La question s’est alors posée: “qu’est-ce que moi, CPC, je peux apprendre aux
enseignants, si ce n’est à critiquer les manuels et à faire des préparations qui
s’y substitueront???” Peu à peu les enseignants ont intégré l’idée que les
manuels scolaires n’étaient pas bons! Mais le problème est que l’on ne peut pas
faire des fiches de préparation tous les jours dans tous les domaines,
alors...on donne des photocopies! Progressivement, on voit l’enseignant
fabriquer ses préparations et ce qui lui sert de manuel scolaire en faisant du
“copier-coller” pour constituer un document qu’il s’est approprié. Cette
transformation des années 1970 ne se fait pas au nom de l’intérêt de l’enfant ou
des apprentissages mais au nom d’une idéologie partagée par toute l’institution:
“n’est bon que ce que je fais moi-même”.
D’où les effets
aujourd’hui: 1-les enfants ne savent plus se servir d’un manuel scolaire
(alors que les apprentissages se font en classe en CM2, ils sont mis en mémoire
par les travaux du soir en 6°, après que le cours a été présenté par
l’enseignant), d’où de nombreuses difficultés. 2-Par l’usage intensif des
photocopies, le travail sur l’écriture a diminué de façon considérable, et les
effets en 6° sont qu’un enfant sur deux n’est pas capable de copier au tableau
(vite, bien et sans fautes!), encore moins de prendre sous la dictée ou de
prendre des notes! 3-Sur les évaluations 6°, on constate une baisse des
résultats en mathématiques. Une des hypothèses est qu’on se sert essentiellement
de fichiers tous faits et qu’on a abandonné le manuel.

- _ITEMS RÉPERTORIÉS_:
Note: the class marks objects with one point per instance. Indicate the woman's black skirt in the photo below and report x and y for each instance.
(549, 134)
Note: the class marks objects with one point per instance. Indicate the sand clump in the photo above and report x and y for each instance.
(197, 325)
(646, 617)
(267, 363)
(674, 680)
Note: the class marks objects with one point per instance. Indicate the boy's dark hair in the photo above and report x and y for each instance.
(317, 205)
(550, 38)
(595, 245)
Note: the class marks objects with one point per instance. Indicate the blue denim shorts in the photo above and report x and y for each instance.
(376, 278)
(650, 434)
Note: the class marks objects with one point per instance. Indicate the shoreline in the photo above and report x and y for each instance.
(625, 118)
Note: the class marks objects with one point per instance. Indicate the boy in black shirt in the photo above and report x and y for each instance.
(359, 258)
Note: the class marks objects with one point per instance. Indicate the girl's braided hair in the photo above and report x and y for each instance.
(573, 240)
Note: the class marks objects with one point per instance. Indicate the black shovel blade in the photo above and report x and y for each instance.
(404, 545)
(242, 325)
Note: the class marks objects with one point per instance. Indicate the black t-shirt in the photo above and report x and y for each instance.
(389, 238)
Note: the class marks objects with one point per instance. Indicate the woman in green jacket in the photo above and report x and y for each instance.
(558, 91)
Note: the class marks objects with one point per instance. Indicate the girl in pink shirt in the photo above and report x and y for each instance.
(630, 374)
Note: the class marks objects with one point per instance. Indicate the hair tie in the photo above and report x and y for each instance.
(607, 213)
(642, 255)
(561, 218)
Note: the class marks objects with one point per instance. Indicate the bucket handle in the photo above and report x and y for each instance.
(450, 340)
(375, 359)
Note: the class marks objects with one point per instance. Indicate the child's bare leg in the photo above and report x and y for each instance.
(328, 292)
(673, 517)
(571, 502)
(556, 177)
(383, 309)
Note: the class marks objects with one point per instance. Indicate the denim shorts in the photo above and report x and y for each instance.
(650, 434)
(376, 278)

- _CONSIGNES DE TRAVAIL_: Prolongez le texte sur l'abandon des manuels scolaires en reprenant juste après sa dernière phrase.

- _RÉPONSE ATTENDUE_:
De nombreuses
questions se posent en rapport avec l’utilisation du manuel: -On a
aujourd’hui un problème de préparations. Comment peut-on espérer faire
travailler les équipes pédagogiques collectivement en équipes de cycles si en
même temps on continue de leur demander des fiches de préparations
individuelles? -La préparation n’est plus ce qu’elle devrait être. La
meilleure préparation est celle que l’on utilise, qu’on a emprunté à une revue,
à un collègue, à un serveur informatique,qu’on a construit, pensé, ordonné et
non fait à la “va-vite”. Ce qui devrait se faire, c’est un travail de
réflexion sur la préparation, l’assimilation à la classe; ce que j’ai choisi,
avec d’autres collègues du cycle, à réadapter chaque jour à la classe. L’idéal
serait, lors des réunions de cycles, de choisir, préparer, ordonner les
préparations du cycle, à laisser en salle des maîtres, pour que chacun complète
quand nécessaire (“ici, ça n’a pas marché, voilà ce que je suggère à la place”).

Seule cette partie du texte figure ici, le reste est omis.